Every word of the data must be reproduced in your reply exactly.

<<<<

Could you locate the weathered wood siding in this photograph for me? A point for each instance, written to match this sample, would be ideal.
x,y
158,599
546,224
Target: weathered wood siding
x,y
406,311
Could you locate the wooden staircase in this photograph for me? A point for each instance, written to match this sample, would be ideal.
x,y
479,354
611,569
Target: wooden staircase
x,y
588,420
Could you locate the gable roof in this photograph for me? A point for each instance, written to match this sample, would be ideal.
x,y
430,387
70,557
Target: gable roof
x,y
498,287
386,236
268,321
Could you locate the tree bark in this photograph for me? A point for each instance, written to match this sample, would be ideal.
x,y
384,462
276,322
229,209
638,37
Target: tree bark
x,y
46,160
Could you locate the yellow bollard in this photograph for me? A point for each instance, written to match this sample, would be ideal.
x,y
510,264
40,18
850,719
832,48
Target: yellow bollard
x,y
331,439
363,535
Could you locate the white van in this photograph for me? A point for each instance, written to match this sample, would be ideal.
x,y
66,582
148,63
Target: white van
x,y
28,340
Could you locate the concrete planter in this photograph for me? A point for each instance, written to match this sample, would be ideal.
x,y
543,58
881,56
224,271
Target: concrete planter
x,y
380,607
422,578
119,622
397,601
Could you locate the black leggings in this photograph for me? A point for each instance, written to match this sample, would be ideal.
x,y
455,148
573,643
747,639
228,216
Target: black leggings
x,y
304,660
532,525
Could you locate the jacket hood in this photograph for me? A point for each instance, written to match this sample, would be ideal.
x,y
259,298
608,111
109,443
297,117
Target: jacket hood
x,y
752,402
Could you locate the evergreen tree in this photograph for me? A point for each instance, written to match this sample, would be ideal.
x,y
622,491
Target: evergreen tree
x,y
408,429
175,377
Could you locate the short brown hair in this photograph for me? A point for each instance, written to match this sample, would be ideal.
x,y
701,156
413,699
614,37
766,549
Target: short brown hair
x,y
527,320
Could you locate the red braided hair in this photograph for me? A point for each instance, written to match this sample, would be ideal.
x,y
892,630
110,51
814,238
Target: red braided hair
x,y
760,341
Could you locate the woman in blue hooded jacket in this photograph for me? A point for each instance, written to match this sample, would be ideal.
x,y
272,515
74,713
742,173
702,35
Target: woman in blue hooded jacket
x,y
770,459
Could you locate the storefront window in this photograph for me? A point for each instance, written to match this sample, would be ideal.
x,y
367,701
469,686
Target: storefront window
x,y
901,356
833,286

>>>>

◆ **Answer section**
Could you locate the weathered wood siding in this photograph for me? A point for each instance, written to match this sample, would be ideal.
x,y
158,599
546,224
Target: weathered wood siding
x,y
406,311
Could you locate the wooden staircase in this photograph for me? A point for each instance, written to match this sample, would be ideal.
x,y
479,354
611,569
Target: wooden staircase
x,y
588,420
Could you locate the gable roof in this photograph for me? A point for each instance, written to match this sample, would be ideal.
x,y
430,387
70,557
Target: gable roof
x,y
498,287
386,236
268,321
Could you locate the tree bark in this photograph for me? A point for each instance, written to match this sample, would be ideal.
x,y
384,462
276,322
229,209
638,37
Target: tree bark
x,y
46,160
Could you locate the yellow bollard in this photograph for me? A point for each instance, written to match this sample, would be ideal.
x,y
510,264
40,18
850,719
832,48
Target: yellow bollard
x,y
331,439
363,535
Could you locate the white van in this photograph for me? A point for each instance, written to match this sample, would be ideal.
x,y
66,582
148,63
Target: white van
x,y
28,340
Could you locate the concrete planter in this photograph for me? A point for each instance, written to match this sample, would be ideal.
x,y
543,58
881,56
224,271
Target: concrete planter
x,y
380,607
422,578
119,622
397,601
Could you locate the black leggings in this photograph for me? A point for each instance, written to match this sample, would be ideal.
x,y
455,148
573,643
747,639
228,216
Target: black leggings
x,y
304,660
532,525
Could you locate the jacket hood in this photograph for me? A point for each instance, written to match this sample, would be ideal.
x,y
259,298
608,111
109,443
297,117
Target: jacket hood
x,y
752,402
Could you locate the evergreen tree in this photograph for me? A point for each instance, written to match this sample, would be ideal.
x,y
622,491
Target: evergreen tree
x,y
408,429
175,377
Could you locate the short brown hair in this photograph for me? A point for each instance, written to match this sample, would be ideal.
x,y
701,156
413,699
614,37
766,549
Target: short brown hair
x,y
527,320
Could you locate the red braided hair in this photograph for me? A point for each instance, written to match this sample, would be ideal.
x,y
892,630
110,51
814,238
Target: red braided hair
x,y
760,341
Could you locate the woman in blue hooded jacket in this photograph for me? A point for each instance, written to match this sample, would be ideal.
x,y
272,515
74,713
742,173
702,35
Target: woman in blue hooded jacket
x,y
770,459
Could you locate the storefront window in this photograph for me? A point for each instance, written to match this sample, would be ideal.
x,y
367,701
469,686
Target: storefront window
x,y
901,356
833,286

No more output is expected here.